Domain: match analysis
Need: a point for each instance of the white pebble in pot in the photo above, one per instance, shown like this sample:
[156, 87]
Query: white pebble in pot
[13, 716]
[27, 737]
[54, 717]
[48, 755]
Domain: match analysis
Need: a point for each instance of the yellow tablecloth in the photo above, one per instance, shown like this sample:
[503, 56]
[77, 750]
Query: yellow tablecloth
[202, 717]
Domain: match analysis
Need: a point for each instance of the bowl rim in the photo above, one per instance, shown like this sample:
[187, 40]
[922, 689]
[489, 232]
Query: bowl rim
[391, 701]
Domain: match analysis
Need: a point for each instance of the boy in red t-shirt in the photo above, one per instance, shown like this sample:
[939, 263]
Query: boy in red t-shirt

****************

Show every line of the records that contains the string "Query".

Query: white pebble in pot
Query: yellow tablecloth
Query: bowl rim
Query: boy in red t-shirt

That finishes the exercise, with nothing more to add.